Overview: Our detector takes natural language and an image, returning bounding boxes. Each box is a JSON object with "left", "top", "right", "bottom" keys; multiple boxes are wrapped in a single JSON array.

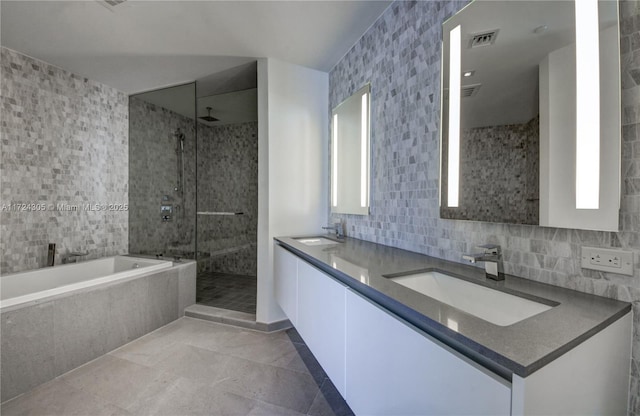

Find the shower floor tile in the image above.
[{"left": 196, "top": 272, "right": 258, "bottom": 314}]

+ + +

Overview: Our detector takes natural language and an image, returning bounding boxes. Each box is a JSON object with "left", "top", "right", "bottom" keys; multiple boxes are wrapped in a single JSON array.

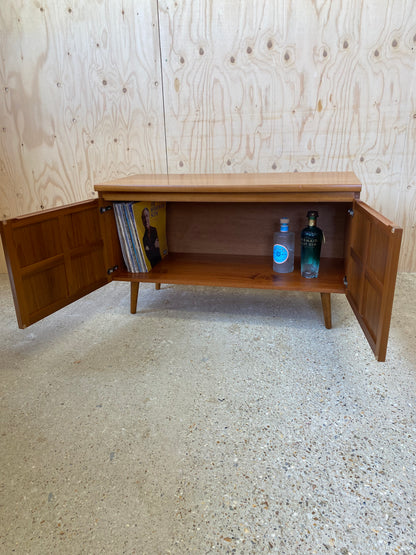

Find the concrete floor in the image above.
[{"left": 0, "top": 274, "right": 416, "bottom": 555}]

+ + +

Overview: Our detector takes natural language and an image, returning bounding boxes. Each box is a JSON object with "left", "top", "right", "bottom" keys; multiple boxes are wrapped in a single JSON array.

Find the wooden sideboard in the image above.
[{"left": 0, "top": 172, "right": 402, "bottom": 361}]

+ + +

Task: Pull out every line of the items above that contains the word "Find", matching its case exactly.

Problem solution:
Find the shower floor tile in the image above.
Find the concrete floor in the image above.
Find the wooden sideboard in the image above.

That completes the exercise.